Copy out the lines of the listing below character for character, beginning with the line that contains "the black razor" and running through the line that contains "(1214, 602)", both included.

* **Records for the task**:

● ● ● ●

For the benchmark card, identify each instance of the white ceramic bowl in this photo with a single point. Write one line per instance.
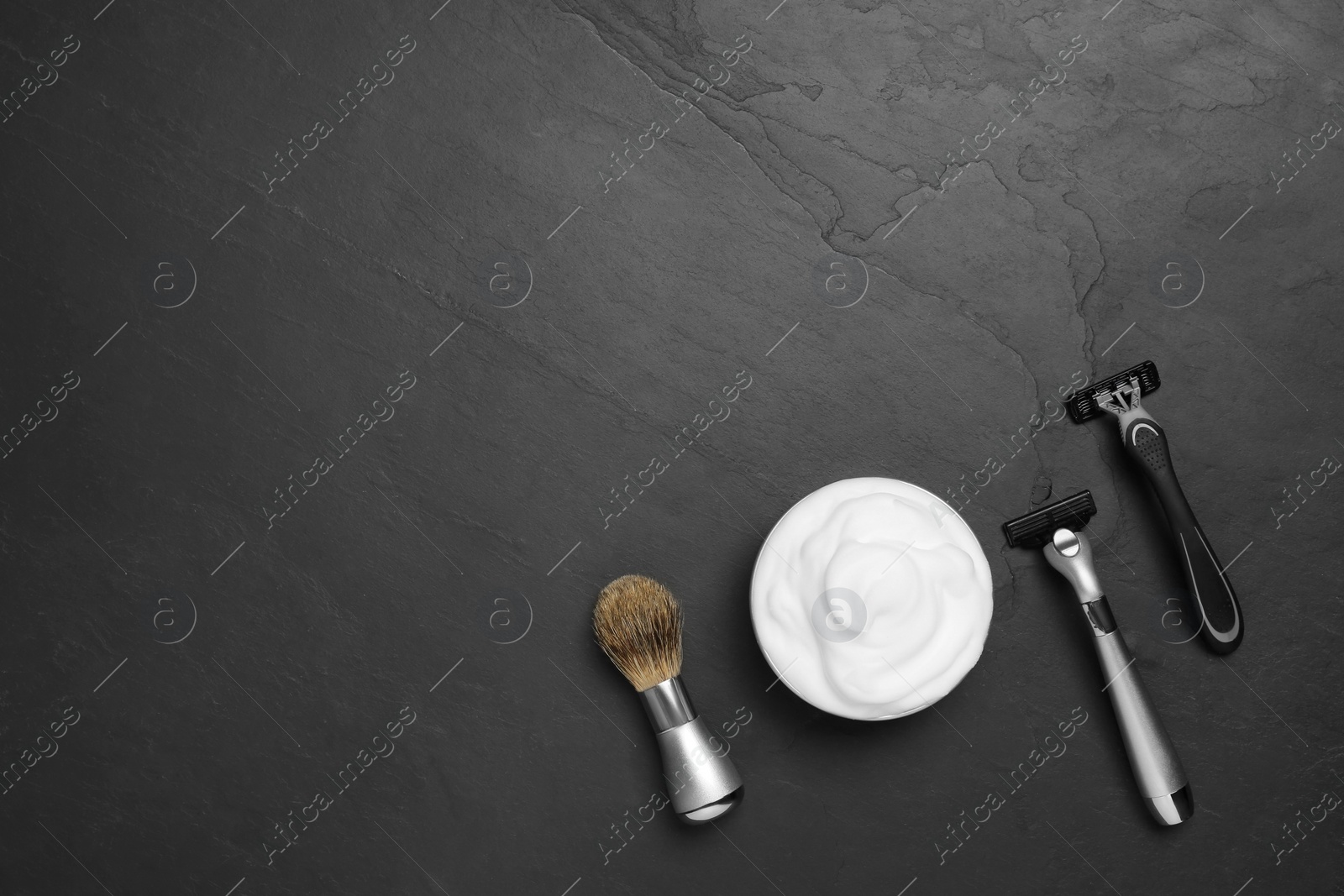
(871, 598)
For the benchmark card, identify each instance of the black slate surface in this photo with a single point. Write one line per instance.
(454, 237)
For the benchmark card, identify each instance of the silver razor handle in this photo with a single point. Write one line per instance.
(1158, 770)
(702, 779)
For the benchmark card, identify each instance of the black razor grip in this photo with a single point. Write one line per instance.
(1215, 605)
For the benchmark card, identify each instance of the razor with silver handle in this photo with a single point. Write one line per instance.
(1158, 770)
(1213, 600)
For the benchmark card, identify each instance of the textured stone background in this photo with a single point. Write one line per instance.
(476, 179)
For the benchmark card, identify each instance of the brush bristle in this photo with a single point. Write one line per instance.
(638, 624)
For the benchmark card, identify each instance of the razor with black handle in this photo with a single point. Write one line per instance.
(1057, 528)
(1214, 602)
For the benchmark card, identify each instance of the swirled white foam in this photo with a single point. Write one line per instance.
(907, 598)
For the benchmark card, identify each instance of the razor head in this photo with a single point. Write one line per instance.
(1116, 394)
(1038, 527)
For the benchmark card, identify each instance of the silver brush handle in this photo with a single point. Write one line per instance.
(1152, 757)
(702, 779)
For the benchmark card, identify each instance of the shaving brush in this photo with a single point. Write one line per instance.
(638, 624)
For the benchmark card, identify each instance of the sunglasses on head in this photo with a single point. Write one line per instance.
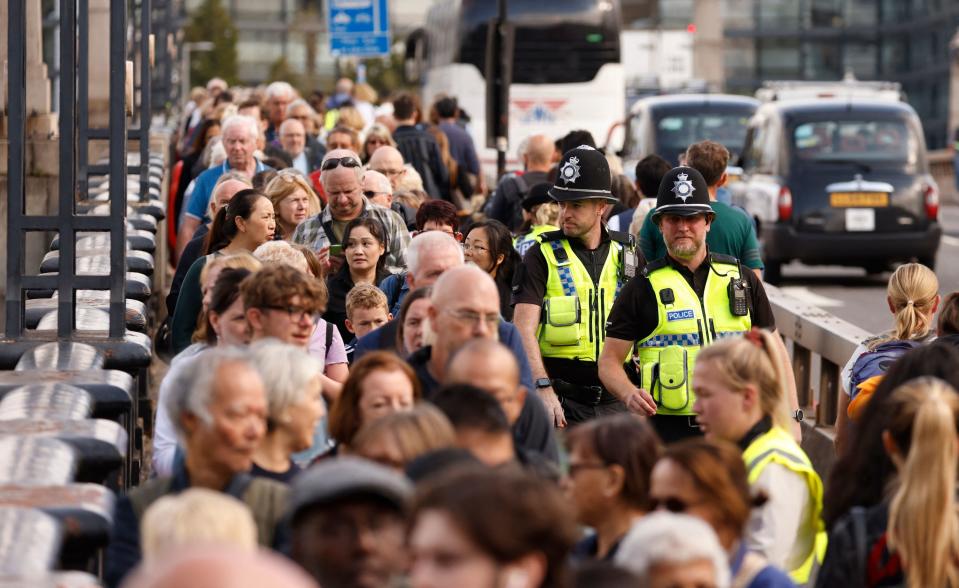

● ● ● ●

* **Response to this task**:
For the benchmark card, identify each instance of the black razor grip in this photo with a single point. Write one line per instance.
(1215, 605)
For the benchmark card, identify each instance of the razor with silver handle in this photo with a single point. Write one line per instance.
(1158, 770)
(1213, 600)
For the benchmark card, identify each instance of the textured stone background in this photo with a single point. Write one line per instance.
(476, 179)
For the benchmark card, identify each instance of the brush bristle in this photo with a single point. Write one line per instance.
(638, 624)
For the benchmark card, identify each instance of the razor with black handle in this photo with a single point. Write one line per instance.
(1057, 528)
(1214, 602)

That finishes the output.